Work task: Extract every line below that contains the string "fill", treating uppercase and lowercase as different.

----

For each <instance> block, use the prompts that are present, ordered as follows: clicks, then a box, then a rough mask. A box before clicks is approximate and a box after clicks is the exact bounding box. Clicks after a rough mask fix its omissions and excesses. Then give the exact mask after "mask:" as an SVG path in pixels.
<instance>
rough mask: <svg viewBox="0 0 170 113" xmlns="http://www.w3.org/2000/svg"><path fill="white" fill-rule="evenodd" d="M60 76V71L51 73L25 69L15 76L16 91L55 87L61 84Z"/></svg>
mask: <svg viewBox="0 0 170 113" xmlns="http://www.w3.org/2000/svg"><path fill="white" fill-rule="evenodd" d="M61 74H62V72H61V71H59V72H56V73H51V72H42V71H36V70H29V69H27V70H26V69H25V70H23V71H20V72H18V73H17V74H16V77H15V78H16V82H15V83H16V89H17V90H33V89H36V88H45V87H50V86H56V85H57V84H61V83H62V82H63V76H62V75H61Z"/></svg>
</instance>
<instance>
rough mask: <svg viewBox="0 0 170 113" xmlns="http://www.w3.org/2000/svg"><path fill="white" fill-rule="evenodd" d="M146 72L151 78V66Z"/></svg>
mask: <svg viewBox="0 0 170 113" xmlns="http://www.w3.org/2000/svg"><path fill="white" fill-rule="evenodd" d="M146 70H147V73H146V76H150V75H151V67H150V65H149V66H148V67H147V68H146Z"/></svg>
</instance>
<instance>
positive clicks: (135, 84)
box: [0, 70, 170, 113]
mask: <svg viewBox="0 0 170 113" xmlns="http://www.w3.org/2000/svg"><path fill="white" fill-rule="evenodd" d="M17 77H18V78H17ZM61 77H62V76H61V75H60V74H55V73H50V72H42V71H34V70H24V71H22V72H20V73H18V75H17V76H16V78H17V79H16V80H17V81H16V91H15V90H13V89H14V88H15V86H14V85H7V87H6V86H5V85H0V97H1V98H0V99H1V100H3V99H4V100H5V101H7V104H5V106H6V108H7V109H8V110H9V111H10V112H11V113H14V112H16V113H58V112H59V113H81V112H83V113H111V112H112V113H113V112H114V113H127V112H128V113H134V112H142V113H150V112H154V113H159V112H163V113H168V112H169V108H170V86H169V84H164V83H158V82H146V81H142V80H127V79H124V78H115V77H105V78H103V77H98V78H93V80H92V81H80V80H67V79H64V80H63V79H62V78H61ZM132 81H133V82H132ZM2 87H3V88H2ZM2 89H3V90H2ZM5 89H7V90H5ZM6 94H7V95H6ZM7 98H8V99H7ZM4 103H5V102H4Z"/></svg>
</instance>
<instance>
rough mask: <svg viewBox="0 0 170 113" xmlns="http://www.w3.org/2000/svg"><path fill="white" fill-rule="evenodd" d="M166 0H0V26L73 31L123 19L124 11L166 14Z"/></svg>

----

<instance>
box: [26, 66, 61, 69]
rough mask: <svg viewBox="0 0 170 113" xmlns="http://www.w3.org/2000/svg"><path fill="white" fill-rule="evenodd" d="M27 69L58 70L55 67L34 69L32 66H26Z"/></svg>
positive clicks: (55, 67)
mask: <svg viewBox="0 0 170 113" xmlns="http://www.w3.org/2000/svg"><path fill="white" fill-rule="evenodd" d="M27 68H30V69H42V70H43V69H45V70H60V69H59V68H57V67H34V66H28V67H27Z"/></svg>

----

Task output:
rough mask: <svg viewBox="0 0 170 113" xmlns="http://www.w3.org/2000/svg"><path fill="white" fill-rule="evenodd" d="M60 76V71L51 73L25 69L15 76L16 91L55 87L61 84Z"/></svg>
mask: <svg viewBox="0 0 170 113" xmlns="http://www.w3.org/2000/svg"><path fill="white" fill-rule="evenodd" d="M61 74H62V72H61V71H59V72H56V73H51V72H42V71H36V70H29V69H27V70H26V69H25V70H23V71H20V72H18V73H17V74H16V77H15V78H16V82H15V83H16V89H17V90H33V89H36V88H45V87H50V86H56V85H57V84H61V83H62V82H63V76H62V75H61Z"/></svg>
rough mask: <svg viewBox="0 0 170 113" xmlns="http://www.w3.org/2000/svg"><path fill="white" fill-rule="evenodd" d="M146 72L151 78V66Z"/></svg>
mask: <svg viewBox="0 0 170 113" xmlns="http://www.w3.org/2000/svg"><path fill="white" fill-rule="evenodd" d="M146 70H147V73H146V76H150V75H151V67H150V65H149V66H148V67H147V68H146Z"/></svg>
mask: <svg viewBox="0 0 170 113" xmlns="http://www.w3.org/2000/svg"><path fill="white" fill-rule="evenodd" d="M17 77H18V78H17ZM61 77H62V76H61V75H60V74H55V73H50V72H42V71H34V70H24V71H22V72H20V73H18V75H17V76H16V78H17V79H16V80H17V81H16V91H15V90H13V89H14V88H15V86H14V85H7V87H6V86H5V85H0V97H1V98H0V99H1V100H3V99H4V100H5V101H7V104H5V106H6V108H7V109H8V110H9V111H10V112H11V113H14V112H16V113H58V112H59V113H81V112H83V113H111V112H112V113H113V112H114V113H127V112H128V113H134V112H142V113H150V112H154V113H159V112H163V113H168V112H169V108H170V86H169V84H164V83H158V82H146V81H142V80H127V79H124V78H115V77H105V78H103V77H98V78H93V80H92V81H80V80H67V79H64V80H63V79H62V78H61ZM132 81H133V82H132ZM2 87H3V88H2ZM2 89H3V90H2ZM5 89H7V90H5ZM6 94H7V95H6ZM7 98H8V99H7ZM4 103H5V102H4Z"/></svg>
rough mask: <svg viewBox="0 0 170 113" xmlns="http://www.w3.org/2000/svg"><path fill="white" fill-rule="evenodd" d="M166 0H0V26L73 31L123 19L124 11L166 14Z"/></svg>
rough mask: <svg viewBox="0 0 170 113" xmlns="http://www.w3.org/2000/svg"><path fill="white" fill-rule="evenodd" d="M27 69L58 70L55 67L34 69L32 66H26Z"/></svg>
mask: <svg viewBox="0 0 170 113" xmlns="http://www.w3.org/2000/svg"><path fill="white" fill-rule="evenodd" d="M27 68H30V69H42V70H43V69H45V70H60V69H59V68H57V67H34V66H28V67H27Z"/></svg>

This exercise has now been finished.